▸ **Instructions for the task**: Output nothing but the lines from the line with "on ground in the photo above." through the end of the listing below, both ends included.

▸ **Information shown**:
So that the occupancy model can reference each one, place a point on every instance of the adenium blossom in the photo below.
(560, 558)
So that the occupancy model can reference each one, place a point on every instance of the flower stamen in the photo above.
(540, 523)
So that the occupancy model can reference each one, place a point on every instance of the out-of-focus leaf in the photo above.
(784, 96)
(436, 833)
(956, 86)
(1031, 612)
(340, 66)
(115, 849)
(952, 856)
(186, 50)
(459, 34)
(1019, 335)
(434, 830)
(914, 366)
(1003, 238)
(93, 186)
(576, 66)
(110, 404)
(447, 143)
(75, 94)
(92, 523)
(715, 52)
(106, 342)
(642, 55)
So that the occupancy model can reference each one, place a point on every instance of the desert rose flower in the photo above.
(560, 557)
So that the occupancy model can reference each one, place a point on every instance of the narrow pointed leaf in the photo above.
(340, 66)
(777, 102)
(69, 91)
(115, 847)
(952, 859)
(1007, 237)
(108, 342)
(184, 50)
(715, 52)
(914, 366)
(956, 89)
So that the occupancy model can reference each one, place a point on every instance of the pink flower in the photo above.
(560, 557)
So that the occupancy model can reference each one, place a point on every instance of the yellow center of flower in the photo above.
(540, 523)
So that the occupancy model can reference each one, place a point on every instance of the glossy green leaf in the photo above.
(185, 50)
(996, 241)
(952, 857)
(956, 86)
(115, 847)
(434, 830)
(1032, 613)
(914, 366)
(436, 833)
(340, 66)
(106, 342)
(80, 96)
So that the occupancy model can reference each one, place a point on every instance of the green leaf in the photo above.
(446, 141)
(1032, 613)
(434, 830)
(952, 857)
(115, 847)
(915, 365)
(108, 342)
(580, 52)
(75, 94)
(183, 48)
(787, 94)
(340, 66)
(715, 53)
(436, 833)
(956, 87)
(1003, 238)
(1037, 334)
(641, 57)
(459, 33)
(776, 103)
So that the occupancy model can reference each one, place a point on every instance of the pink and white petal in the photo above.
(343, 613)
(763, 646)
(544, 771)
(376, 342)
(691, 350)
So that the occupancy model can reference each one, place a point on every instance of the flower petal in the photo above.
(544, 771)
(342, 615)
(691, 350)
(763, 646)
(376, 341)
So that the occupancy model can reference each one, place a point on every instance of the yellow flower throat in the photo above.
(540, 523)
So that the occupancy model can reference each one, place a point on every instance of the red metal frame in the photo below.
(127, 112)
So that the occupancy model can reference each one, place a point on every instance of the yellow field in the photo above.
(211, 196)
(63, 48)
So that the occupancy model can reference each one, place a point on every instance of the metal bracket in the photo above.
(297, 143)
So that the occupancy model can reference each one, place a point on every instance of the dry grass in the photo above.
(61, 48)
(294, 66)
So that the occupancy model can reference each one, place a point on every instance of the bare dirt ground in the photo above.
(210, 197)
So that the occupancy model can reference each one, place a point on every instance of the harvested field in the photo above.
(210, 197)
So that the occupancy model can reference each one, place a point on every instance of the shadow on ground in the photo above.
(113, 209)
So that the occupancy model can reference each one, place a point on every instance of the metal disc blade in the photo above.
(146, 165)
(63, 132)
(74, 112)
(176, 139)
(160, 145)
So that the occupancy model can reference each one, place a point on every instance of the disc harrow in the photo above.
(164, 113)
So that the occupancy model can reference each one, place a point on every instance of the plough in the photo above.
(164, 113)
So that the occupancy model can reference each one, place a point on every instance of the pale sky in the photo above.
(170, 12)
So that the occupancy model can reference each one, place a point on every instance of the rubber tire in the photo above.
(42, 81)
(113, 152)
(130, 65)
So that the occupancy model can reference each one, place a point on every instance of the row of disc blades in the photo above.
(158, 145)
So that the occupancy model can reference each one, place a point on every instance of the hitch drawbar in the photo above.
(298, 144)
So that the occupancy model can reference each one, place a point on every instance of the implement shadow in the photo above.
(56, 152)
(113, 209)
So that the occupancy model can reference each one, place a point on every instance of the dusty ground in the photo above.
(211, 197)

▸ **Reply**:
So that the occupancy model can reference each one, place a point on every instance of the shadow on ground in the photo above.
(113, 209)
So that the occupancy model can reference each one, place a point on every instance of the metal disc blade in the photo above.
(146, 165)
(63, 132)
(74, 112)
(176, 139)
(160, 145)
So that the occupancy model can reference each one, place a point on every instance of the disc harrow in the photo above.
(164, 113)
So that the occupancy model can reference each one, place a point on every instance of the plough in the photo above.
(164, 113)
So that the occupancy model can reference each one, place a point on every instance of the pale sky in the photo above.
(170, 12)
So that the occupancy model can reference each one, place a point on every instance of the rubber tire in the photo above.
(42, 81)
(113, 152)
(130, 65)
So that the occupancy model can reference each one, place a point on every instance of the row of disc blades in the photo above.
(158, 145)
So that the occupancy model can reference each one, place a point on every instance of the hitch drawbar in the photo above.
(298, 144)
So that the occupancy model can reference each one, place a point on every instance of the implement shadow in the photo above.
(56, 152)
(113, 209)
So that the occupancy model can reference each one, place a point on every instance of the dusty ground in the photo above.
(211, 197)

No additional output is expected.